# Directive
Copy out each line of the listing below that contains the string "woman".

# Extracted information
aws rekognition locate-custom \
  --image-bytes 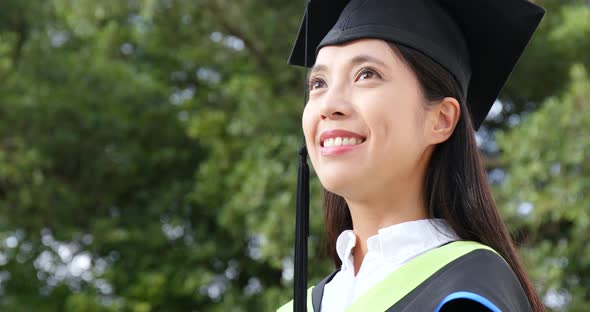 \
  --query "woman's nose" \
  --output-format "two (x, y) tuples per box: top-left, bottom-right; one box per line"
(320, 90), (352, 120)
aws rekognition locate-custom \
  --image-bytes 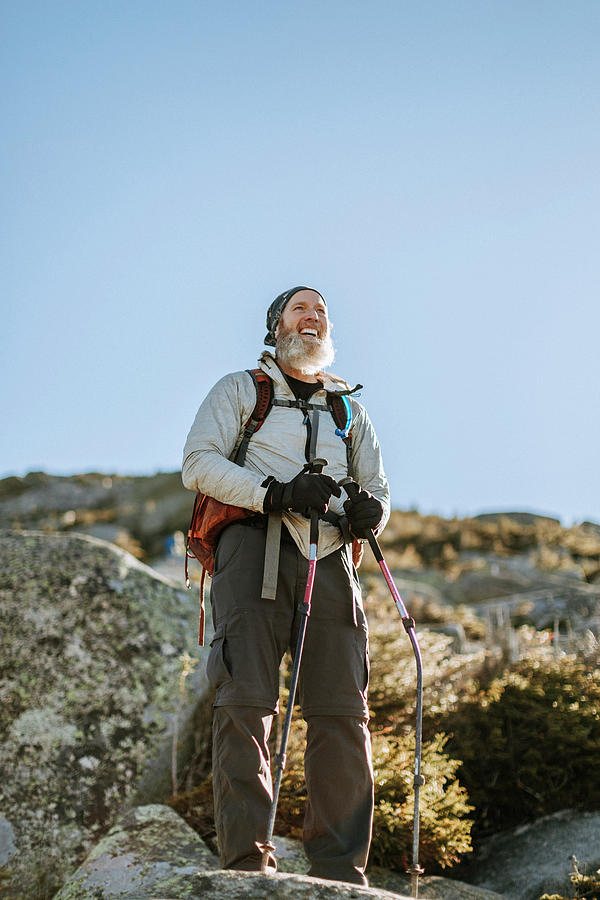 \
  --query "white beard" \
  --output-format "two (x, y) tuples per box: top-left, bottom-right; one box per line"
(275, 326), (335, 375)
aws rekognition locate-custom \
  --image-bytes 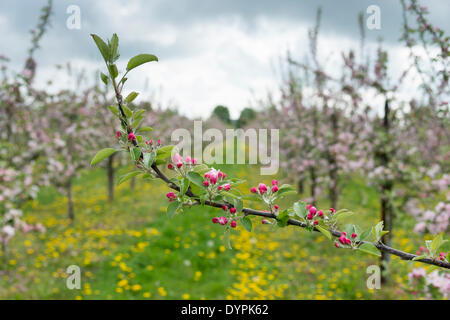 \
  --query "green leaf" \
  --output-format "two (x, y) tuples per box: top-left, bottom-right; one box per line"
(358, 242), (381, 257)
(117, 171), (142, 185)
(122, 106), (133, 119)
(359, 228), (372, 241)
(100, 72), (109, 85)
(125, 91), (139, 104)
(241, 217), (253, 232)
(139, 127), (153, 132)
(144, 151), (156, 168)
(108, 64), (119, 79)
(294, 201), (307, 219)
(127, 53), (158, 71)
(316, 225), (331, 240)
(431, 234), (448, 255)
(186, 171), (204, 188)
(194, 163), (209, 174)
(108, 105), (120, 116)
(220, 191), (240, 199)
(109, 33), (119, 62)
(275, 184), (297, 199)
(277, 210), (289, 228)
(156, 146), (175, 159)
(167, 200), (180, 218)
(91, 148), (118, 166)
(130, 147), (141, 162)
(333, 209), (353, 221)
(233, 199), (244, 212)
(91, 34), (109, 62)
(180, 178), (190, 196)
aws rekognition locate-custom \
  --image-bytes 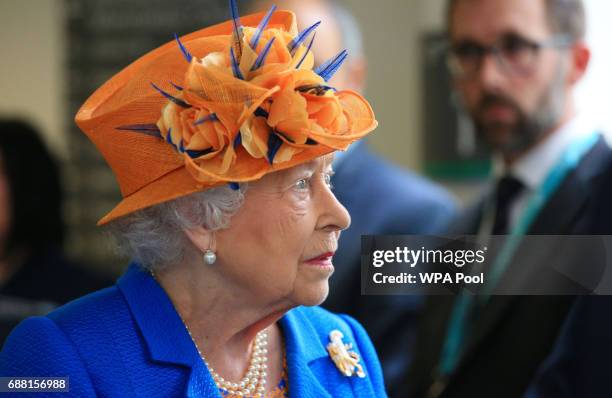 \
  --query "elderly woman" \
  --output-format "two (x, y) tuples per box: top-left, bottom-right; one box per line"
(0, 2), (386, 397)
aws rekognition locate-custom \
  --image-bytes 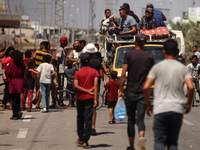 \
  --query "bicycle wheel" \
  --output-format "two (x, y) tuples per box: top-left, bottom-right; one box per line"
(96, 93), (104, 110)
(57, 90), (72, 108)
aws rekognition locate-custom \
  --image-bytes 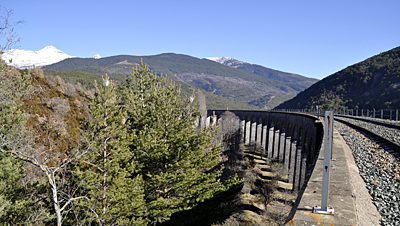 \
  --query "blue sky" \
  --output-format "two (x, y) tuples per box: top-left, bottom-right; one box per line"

# Task output
  --query "woman's nose" \
  --query "elderly woman" \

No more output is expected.